A new Audubon Society report claims the combination of climate change and habitat destruction could put a large number of North American bird populations at risk sooner rather than later.

The report predicts that, of the 588 North American bird species observed in the study, 314 are at risk because of decreased climatic range due to rising temperatures over the next century. 

For example, a bird spending winters in Mississippi could soon spend winters in Missouri.  

And native Hoosier birds, such as the American kestrel, will certainly be affected, says Purdue Wildlife Ecology Professor Barny Dunning.

"The suitable habitat is going to chance and the range is going to decrease," Dunning says. "So we can expect fewer of those birds in our area in the future under a climate change scenario."

The report uses bird count data collected over three decades and carbon emissions projections to determine suitable climates for birds now and in the future as temperatures increase.

·····

» **Your task**:
Carry on the article about the Audubon report on climate change and North American birds, starting after its final sentence.

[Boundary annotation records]
·····

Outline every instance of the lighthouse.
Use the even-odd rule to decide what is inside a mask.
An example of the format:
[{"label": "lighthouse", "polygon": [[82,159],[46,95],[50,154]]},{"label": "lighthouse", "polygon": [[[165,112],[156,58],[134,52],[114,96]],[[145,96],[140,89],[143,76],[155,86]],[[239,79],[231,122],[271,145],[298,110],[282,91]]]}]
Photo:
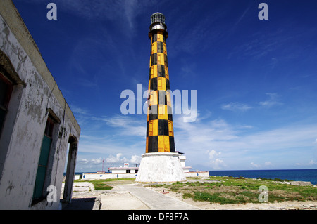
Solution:
[{"label": "lighthouse", "polygon": [[170,93],[165,17],[161,13],[151,16],[149,37],[151,53],[145,153],[136,181],[175,182],[186,180],[175,152],[172,105]]}]

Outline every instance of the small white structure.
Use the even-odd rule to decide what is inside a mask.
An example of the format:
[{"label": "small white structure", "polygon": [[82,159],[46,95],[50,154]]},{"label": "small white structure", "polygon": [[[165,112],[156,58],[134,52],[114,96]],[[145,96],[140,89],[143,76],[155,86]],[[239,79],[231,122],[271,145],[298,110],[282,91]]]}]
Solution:
[{"label": "small white structure", "polygon": [[182,167],[184,172],[185,173],[189,172],[189,169],[191,169],[192,166],[186,166],[186,165],[185,165],[186,156],[185,155],[185,154],[182,152],[178,152],[178,154],[179,154],[178,158],[180,159],[180,164],[182,164]]},{"label": "small white structure", "polygon": [[177,152],[143,154],[137,182],[185,181],[186,177]]},{"label": "small white structure", "polygon": [[109,170],[111,173],[137,173],[139,167],[130,167],[128,163],[125,163],[123,167],[110,167]]}]

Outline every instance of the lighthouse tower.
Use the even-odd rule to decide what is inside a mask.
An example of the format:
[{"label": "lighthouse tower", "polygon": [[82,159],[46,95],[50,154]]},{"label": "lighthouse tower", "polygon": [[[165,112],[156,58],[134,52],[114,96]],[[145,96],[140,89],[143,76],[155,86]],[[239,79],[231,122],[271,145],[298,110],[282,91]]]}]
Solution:
[{"label": "lighthouse tower", "polygon": [[186,180],[179,154],[175,152],[166,51],[168,33],[164,15],[154,13],[151,22],[146,153],[142,154],[136,181]]}]

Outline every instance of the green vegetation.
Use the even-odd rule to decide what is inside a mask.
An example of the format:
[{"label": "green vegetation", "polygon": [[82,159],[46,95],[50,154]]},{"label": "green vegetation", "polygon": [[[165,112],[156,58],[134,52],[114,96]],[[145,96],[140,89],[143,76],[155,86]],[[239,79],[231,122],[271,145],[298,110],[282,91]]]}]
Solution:
[{"label": "green vegetation", "polygon": [[[277,180],[254,180],[244,178],[210,177],[217,180],[209,182],[178,182],[171,185],[154,185],[168,190],[181,192],[185,199],[211,203],[239,204],[260,203],[259,187],[268,187],[268,202],[285,201],[317,201],[317,189],[313,186],[295,186],[282,184]],[[278,181],[285,180],[278,180]]]}]

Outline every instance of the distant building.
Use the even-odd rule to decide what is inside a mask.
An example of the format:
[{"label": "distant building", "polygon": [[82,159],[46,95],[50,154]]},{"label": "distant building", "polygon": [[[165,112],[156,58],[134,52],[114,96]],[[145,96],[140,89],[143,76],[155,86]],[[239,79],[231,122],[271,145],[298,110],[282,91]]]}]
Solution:
[{"label": "distant building", "polygon": [[1,0],[0,209],[58,209],[66,164],[69,202],[80,135],[13,3]]},{"label": "distant building", "polygon": [[[178,158],[180,159],[180,164],[182,164],[182,167],[184,172],[185,173],[189,172],[189,169],[191,169],[192,167],[186,166],[185,165],[186,156],[185,155],[185,153],[180,152],[178,151],[176,151],[175,152],[179,154]],[[128,163],[125,163],[123,167],[123,166],[110,167],[108,169],[109,171],[111,171],[111,173],[137,173],[137,171],[139,170],[139,167],[137,166],[139,165],[139,164],[135,165],[136,165],[135,166],[129,166]]]}]

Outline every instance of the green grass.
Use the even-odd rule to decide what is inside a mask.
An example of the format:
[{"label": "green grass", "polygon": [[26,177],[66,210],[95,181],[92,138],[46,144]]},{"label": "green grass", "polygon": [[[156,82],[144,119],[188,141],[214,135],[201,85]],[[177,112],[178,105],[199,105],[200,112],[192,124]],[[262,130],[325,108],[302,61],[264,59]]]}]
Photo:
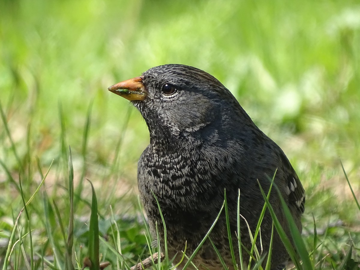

·····

» **Expected output**:
Some birds may adapt well to new locations. Others, though, could be forced into areas with a comfortable climate, but unsuitable surroundings. Dunning says that, combined with increasingly partitioned habitats due to rural industrialization, will make species reluctant to settle.

"Migrant birds, you could say 'well, they fly all the way to Mexico, surely they can hop over a power line.' The actual reality is when these formerly extensive habitat patches get reduced down to small pieces, yeah the bird can fly there, but they don't stay," he says.

The report calls for doubling down on habitat conservation efforts and reducing carbon emissions to protect the threatened species.